#### Zu erledigende Aufgaben:
A. Fassen Sie den Auszug zur Vollzeitpflege in genau zwei Sätzen zusammen.
B. Nennen Sie alle Gesichtspunkte, nach denen sich die Hilfe zur Erziehung in Vollzeitpflege laut dem Auszug zur Vollzeitpflege richten soll.
C. Duplizieren Sie aus dem Auszug zur Vollzeitpflege unverändert alles von „Sie sind hier“ bis hinunter zu „schaffen und auszubauen.“.

#### Vorliegender Auszug:
Sie sind hier
Eine zeitlich befristete Vollzeitpflege
Themen:
Im SGB VIII § 33 ist die Hilfe zur Erziehung im Rahmen der Vollzeitpflege beschrieben.
§ 33 Vollzeitpflege
Hilfe zur Erziehung in Vollzeitpflege soll entsprechend dem Alter und Entwicklungsstand des Kindes oder des Jugendlichen und seinen persönlichen Bindungen sowie den Möglichkeiten der Verbesserung der Erziehungsbedingungen in der Herkunftsfamilie Kindern und Jugendlichen in einer anderen Familie eine zeitlich befristete Erziehungshilfe oder eine auf Dauer angelegte Lebensform bieten. Für besonders entwicklungsbeeinträchtigte Kinder und Jugendliche sind geeignete Formen der Familienpflege zu schaffen und auszubauen.
Gemäß §33 können Kinder also in einer „zeitlich befristeten Erziehungshilfe“ oder „eine auf Dauer angelegte Lebensform“ in einer Pflegefamilie untergebracht werden.

#### Gegebene Daten:

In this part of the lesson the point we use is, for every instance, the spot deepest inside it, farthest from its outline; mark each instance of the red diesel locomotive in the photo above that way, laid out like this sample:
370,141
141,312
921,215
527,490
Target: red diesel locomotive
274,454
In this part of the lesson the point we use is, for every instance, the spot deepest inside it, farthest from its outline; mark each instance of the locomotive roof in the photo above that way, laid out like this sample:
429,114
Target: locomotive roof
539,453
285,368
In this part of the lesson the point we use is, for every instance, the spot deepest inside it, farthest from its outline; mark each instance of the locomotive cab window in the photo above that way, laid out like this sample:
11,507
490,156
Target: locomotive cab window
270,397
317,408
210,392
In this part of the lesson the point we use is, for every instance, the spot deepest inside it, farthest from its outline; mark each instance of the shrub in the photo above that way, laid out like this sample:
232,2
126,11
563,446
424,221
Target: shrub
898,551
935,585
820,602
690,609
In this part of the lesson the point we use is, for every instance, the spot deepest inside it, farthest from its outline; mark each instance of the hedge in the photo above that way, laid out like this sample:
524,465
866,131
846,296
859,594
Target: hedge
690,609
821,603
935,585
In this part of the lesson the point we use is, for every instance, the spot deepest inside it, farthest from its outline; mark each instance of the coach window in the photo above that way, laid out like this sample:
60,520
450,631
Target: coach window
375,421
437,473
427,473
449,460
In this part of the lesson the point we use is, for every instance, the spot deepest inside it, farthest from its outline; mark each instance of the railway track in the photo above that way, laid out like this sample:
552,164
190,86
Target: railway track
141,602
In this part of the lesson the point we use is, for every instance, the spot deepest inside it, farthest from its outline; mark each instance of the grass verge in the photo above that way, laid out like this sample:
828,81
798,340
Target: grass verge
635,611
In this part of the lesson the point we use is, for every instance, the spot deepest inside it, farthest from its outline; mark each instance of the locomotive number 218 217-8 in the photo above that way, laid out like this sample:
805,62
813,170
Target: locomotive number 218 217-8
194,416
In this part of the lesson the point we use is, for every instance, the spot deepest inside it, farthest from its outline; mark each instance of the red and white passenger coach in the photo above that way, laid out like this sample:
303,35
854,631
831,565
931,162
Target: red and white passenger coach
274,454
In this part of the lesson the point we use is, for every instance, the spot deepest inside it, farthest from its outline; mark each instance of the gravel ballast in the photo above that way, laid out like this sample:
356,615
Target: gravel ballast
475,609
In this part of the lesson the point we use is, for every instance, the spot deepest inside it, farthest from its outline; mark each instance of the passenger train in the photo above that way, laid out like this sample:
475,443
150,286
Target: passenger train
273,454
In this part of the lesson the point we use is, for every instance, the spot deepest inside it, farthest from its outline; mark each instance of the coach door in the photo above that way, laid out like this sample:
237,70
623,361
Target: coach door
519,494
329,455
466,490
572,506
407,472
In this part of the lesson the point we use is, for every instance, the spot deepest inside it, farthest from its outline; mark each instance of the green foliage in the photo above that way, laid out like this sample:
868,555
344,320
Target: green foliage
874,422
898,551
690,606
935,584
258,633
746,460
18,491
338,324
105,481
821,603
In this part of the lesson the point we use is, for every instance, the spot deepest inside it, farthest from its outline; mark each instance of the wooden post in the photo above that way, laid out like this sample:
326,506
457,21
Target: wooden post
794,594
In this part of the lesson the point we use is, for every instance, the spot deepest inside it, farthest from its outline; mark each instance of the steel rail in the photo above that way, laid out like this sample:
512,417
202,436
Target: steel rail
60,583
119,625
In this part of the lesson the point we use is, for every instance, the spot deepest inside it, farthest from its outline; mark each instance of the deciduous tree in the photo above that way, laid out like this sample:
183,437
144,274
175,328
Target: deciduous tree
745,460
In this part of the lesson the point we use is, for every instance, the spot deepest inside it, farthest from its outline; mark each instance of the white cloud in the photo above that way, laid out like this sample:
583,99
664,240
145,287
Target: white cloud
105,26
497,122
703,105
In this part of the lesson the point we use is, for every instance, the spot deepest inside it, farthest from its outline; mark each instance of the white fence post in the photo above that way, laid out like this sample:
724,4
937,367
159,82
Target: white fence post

* * *

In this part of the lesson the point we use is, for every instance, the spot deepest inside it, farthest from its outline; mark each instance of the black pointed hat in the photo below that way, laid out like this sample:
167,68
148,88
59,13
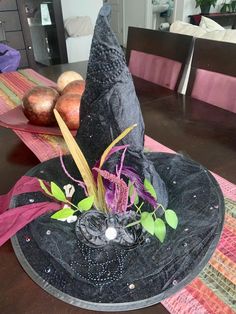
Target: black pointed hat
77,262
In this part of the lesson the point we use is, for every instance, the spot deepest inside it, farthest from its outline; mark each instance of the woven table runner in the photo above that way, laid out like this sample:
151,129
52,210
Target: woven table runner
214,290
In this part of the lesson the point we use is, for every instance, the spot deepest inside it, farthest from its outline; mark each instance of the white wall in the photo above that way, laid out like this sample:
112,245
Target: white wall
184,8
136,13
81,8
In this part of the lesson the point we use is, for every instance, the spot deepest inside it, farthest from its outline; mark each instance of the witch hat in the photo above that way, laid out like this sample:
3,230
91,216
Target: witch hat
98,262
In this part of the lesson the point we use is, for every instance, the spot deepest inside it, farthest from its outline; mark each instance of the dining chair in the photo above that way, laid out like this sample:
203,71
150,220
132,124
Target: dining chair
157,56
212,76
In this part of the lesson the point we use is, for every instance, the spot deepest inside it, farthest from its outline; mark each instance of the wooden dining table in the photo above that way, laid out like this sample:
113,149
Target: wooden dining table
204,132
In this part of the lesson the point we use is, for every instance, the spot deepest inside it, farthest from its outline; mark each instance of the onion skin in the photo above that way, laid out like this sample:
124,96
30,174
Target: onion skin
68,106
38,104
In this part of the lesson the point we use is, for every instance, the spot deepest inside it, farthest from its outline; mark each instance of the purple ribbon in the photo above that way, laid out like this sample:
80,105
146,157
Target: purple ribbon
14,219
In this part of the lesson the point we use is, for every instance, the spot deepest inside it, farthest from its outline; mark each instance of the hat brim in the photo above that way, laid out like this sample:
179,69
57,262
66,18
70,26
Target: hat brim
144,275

#### Lösungsübersicht:
A. Nach § 33 SGB VIII soll Hilfe zur Erziehung in Vollzeitpflege Kindern und Jugendlichen in einer anderen Familie eine zeitlich befristete Erziehungshilfe oder eine auf Dauer angelegte Lebensform bieten, ausgerichtet an Alter, Entwicklungsstand und persönlichen Bindungen sowie an den Möglichkeiten, die Erziehungsbedingungen in der Herkunftsfamilie zu verbessern. Für besonders entwicklungsbeeinträchtigte Kinder und Jugendliche sind geeignete Formen der Familienpflege zu schaffen und auszubauen.

B.
- Alter des Kindes oder des Jugendlichen
- Entwicklungsstand des Kindes oder des Jugendlichen
- persönliche Bindungen des Kindes oder des Jugendlichen
- Möglichkeiten der Verbesserung der Erziehungsbedingungen in der Herkunftsfamilie

C.
Sie sind hier
Eine zeitlich befristete Vollzeitpflege
Themen:
Im SGB VIII § 33 ist die Hilfe zur Erziehung im Rahmen der Vollzeitpflege beschrieben.
§ 33 Vollzeitpflege
Hilfe zur Erziehung in Vollzeitpflege soll entsprechend dem Alter und Entwicklungsstand des Kindes oder des Jugendlichen und seinen persönlichen Bindungen sowie den Möglichkeiten der Verbesserung der Erziehungsbedingungen in der Herkunftsfamilie Kindern und Jugendlichen in einer anderen Familie eine zeitlich befristete Erziehungshilfe oder eine auf Dauer angelegte Lebensform bieten. Für besonders entwicklungsbeeinträchtigte Kinder und Jugendliche sind geeignete Formen der Familienpflege zu schaffen und auszubauen.